(Entries from a point annotation set)
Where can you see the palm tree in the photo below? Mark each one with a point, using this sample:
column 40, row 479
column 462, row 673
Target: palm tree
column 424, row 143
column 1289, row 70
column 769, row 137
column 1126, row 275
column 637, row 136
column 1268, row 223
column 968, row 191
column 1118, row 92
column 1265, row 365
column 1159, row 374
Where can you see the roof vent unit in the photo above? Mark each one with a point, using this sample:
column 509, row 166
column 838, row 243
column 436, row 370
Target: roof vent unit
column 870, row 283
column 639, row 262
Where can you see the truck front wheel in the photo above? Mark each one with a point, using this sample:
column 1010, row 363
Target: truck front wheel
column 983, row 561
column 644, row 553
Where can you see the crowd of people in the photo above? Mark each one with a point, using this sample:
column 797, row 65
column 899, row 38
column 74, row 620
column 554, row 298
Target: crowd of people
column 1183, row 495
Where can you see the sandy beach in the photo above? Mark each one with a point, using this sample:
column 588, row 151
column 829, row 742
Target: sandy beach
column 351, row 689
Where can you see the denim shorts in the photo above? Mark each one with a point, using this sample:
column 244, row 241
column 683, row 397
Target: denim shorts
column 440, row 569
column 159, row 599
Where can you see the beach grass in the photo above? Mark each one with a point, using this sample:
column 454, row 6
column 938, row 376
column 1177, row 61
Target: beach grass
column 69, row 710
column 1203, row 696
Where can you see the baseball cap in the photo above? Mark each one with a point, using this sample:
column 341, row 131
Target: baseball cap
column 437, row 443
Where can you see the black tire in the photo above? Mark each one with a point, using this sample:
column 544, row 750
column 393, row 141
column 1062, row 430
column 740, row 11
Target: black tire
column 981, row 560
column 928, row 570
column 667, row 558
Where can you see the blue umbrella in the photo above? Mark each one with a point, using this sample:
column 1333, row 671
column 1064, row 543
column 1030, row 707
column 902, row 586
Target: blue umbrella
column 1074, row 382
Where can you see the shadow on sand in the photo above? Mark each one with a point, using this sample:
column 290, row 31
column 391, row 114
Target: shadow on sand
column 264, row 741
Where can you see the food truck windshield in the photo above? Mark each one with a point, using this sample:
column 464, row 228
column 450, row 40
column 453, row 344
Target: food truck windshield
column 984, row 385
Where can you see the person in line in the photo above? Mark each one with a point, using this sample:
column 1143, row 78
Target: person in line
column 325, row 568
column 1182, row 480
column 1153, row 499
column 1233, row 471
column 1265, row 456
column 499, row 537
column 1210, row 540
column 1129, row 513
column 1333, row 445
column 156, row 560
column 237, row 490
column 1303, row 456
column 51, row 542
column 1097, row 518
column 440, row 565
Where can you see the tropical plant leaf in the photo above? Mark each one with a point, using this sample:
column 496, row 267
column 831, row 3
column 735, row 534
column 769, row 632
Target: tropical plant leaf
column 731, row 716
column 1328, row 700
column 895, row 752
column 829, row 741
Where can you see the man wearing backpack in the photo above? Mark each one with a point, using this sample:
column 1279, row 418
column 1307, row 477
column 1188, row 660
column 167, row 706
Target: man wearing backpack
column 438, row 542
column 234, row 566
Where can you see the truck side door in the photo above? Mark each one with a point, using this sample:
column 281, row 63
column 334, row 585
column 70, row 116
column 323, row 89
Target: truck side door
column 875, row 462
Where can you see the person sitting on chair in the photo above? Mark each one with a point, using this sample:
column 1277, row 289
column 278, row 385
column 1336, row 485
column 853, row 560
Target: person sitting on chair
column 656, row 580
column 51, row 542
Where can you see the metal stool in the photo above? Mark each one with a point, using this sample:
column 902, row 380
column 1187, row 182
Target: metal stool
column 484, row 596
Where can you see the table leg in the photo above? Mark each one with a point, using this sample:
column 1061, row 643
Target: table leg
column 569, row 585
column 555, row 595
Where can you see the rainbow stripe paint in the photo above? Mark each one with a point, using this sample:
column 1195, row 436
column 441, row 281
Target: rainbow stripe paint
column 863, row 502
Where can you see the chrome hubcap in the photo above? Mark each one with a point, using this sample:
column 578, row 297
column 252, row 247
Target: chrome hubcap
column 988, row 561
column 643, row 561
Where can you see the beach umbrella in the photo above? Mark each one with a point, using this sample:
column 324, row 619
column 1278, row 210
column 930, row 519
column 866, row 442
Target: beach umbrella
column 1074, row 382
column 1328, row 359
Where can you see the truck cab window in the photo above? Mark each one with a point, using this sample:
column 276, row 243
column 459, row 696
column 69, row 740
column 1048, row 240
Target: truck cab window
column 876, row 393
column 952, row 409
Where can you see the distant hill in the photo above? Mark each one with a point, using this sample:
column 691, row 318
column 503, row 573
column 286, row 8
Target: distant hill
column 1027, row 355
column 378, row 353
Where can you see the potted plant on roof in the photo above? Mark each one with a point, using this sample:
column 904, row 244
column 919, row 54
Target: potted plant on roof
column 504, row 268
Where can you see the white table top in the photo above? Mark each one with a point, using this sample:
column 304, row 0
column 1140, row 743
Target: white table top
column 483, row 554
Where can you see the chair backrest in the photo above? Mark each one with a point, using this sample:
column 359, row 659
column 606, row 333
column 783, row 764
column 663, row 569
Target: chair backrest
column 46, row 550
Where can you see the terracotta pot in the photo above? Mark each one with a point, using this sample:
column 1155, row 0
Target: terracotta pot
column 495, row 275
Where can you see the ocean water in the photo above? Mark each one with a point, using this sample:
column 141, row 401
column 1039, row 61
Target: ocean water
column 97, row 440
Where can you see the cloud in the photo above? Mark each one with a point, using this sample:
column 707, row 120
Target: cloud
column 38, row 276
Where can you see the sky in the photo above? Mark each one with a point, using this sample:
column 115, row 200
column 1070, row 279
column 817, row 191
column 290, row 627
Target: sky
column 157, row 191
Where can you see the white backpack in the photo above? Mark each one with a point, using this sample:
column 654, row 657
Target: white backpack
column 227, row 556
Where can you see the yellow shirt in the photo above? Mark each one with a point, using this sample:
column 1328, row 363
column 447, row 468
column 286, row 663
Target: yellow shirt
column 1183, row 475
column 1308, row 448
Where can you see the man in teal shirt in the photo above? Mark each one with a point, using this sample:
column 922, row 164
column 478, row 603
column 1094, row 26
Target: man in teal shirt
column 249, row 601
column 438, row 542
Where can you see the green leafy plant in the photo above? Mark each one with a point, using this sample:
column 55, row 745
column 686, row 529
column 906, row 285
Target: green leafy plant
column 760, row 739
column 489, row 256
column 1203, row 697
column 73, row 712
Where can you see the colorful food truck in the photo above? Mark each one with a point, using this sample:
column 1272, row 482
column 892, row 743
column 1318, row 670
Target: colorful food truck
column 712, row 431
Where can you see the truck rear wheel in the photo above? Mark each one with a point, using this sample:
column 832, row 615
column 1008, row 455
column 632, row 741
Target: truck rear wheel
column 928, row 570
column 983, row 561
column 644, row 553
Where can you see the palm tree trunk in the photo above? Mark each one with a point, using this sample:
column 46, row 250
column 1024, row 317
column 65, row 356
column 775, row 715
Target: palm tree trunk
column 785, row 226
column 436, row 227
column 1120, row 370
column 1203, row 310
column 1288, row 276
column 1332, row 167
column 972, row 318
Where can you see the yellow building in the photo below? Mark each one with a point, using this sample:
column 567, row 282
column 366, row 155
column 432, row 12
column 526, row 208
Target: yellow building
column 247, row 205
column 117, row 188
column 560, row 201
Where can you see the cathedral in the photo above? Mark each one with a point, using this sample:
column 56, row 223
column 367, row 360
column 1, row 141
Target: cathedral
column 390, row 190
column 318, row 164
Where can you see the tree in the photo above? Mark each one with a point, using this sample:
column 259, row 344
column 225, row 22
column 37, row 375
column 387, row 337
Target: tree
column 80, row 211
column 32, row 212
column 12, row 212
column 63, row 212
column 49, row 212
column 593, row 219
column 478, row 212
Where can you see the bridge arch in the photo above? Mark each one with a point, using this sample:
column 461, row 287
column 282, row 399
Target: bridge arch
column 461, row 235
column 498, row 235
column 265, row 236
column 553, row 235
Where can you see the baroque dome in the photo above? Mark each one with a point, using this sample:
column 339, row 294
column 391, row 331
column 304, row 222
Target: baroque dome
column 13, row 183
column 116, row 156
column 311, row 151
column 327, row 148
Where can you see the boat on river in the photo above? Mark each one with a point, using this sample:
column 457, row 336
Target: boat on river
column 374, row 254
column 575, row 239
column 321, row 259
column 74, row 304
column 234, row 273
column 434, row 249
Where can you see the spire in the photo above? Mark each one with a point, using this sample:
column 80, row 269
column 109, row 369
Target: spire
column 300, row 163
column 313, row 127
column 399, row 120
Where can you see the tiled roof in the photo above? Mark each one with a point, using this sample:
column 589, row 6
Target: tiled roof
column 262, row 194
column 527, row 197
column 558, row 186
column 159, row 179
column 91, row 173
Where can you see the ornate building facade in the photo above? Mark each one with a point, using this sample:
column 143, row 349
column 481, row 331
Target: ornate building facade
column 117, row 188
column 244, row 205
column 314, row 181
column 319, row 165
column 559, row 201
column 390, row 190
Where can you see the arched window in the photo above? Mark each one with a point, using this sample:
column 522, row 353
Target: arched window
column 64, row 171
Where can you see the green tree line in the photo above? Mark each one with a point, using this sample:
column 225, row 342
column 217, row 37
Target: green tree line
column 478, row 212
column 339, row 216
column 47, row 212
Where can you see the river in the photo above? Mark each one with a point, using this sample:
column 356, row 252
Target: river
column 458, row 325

Work to complete - Update the material starting at its first line and ending at the line containing "column 1159, row 374", changing "palm tree" to "coconut palm" while leaving everything else unchanged.

Completed exercise -
Where can you see the coconut palm in the photo below? Mark each one with a point, using this sample:
column 40, row 479
column 462, row 673
Target: coconut palm
column 424, row 143
column 1289, row 70
column 769, row 137
column 1126, row 275
column 637, row 136
column 1268, row 223
column 968, row 191
column 1118, row 92
column 1265, row 365
column 1159, row 374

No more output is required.